START SUPPLIED RECORDS

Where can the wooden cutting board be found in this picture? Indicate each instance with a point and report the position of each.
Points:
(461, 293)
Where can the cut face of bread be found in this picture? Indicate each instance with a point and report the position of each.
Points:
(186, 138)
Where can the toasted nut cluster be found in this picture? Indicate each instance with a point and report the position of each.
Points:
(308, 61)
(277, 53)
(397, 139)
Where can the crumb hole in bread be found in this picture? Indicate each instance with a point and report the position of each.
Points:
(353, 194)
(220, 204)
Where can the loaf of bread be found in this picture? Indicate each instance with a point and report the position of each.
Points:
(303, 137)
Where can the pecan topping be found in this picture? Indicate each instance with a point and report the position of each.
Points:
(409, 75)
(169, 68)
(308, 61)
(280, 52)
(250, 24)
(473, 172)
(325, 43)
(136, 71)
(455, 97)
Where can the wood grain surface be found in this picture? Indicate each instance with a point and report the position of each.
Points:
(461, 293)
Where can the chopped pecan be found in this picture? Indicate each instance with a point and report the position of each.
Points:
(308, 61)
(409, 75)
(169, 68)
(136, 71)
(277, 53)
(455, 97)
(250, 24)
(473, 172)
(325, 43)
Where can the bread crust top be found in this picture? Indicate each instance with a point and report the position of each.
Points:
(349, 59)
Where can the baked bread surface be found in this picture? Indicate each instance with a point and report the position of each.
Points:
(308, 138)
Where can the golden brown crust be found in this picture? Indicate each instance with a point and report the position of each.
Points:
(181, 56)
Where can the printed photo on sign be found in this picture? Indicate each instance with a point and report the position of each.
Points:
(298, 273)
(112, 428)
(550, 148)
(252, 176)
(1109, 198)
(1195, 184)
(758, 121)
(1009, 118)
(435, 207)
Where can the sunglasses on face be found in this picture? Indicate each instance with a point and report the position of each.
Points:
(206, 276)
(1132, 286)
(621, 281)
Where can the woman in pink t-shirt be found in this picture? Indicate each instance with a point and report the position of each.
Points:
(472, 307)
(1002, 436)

END SUPPLIED RECORDS

# INSTRUCTIONS FOR THE TASK
Please return the data above exactly as given.

# TASK OUTPUT
Where can the wooden cutting board be found in this picture? Indicate each instance with a point and report the position of each.
Points:
(461, 293)
Where can the cut face of bread be found in this picture? Indicate each instance with a point and report the position of each.
Points:
(186, 138)
Where can the toasted nut cluster be found in this picture? Indicate each instance with a point and report the position of each.
Points:
(308, 61)
(277, 53)
(397, 139)
Where can the crumb hole in bread be found in this picture? Indicate each instance with a point and report the position of each.
Points:
(353, 194)
(220, 204)
Where can the loaf of bread be found in this picture? Indicate each instance with a point and report the position of each.
Points:
(303, 137)
Where can the pecan topping be found in this picture? Indicate each instance with a point and report the position of each.
Points:
(409, 75)
(169, 68)
(308, 61)
(280, 52)
(250, 24)
(473, 172)
(325, 43)
(136, 71)
(455, 97)
Where can the wood grain surface be found in this picture? Indicate each instance with a point and report the position of each.
Points:
(461, 293)
Where can the chopped pecan be found in this picture? Indicate each instance with a point and report the position of each.
Points:
(308, 61)
(409, 75)
(169, 68)
(136, 71)
(277, 53)
(455, 97)
(250, 24)
(473, 172)
(325, 43)
Where can the bread crust top be found in this picture? Indicate each instance with a point and report the position of each.
Points:
(349, 59)
Where can the baked bread surface be found in this picture? Indicate each instance with a point and report the position of each.
Points:
(308, 138)
Where can the golden brown crust be found in this picture? Indicate each instance with a point and report the position of each.
Points:
(181, 56)
Where can the printed photo on sign be found in this picture? Indicate each instance with a point and report the position of each.
Points:
(298, 273)
(112, 428)
(550, 148)
(252, 176)
(1109, 198)
(1195, 184)
(758, 121)
(1009, 118)
(435, 207)
Where can the sunglasses on face be found in this picture? Indicate each instance with a point and report the position of each.
Points:
(206, 276)
(1132, 286)
(621, 281)
Where can the woman in pink t-shirt be found in this picture? Indicate each instance with a point and report the position of each.
Points:
(472, 307)
(1002, 436)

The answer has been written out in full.